Hammer

Hammer: A JSON Testbed Where Selenium and Playwright Prove Nothing Alone

May 25, 2026

Source repo

selenium

playwright

e2e-testing

typescript

open-source

web-automation

docker

Hammer

Every few years the front-end world crowns a new default for browser automation. Playwright arrives with crisp APIs, auto-waiting, and a reputation for speed. Selenium looks like the previous chapter—WebDriver hubs, grid YAML, screenshots through noVNC. The discourse is loud. The useful question is quieter: for the workflows you actually run, which engine fails less often and costs less to operate?

##############################

**Short exercise 1**. In the Hammer post, what three things does Playwright arrive with?
**Short exercise 2**. Carry the Hammer post forward, starting after its final sentence.
The material that follows comes from a separate source.

##############################

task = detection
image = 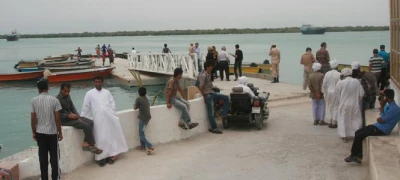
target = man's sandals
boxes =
[82,146,103,154]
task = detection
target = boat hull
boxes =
[0,71,43,81]
[47,67,114,83]
[6,36,19,41]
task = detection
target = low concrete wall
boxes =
[3,98,209,179]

##############################

**Task response 1**. Crisp APIs, auto-waiting, and a reputation for speed.

**Task response 2**.
I did not want another opinion thread. I wanted a controlled testbed—same steps, same assertions, two backends—so comparisons stay honest. That testbed is Hammer: a small TypeScript runner where you describe a browser session as JSON, flip ENGINE=selenium or ENGINE=playwright, and watch the same script execute through either stack. Bun for the runtime, Docker Compose for reproducible grids, and an experimental recorder that turns real clicks into action lists.

This post is about what Hammer is, how the JSON model works, and what I learned when I stopped cheering for the new school and started reading the logs.

Why I built it

Most e2e suites marry you to one driver. Your tests become Playwright tests or Selenium tests, and cross-engine benchmarks turn into rewrite projects. That makes it easy to confirm your existing bias instead of measuring tradeoffs.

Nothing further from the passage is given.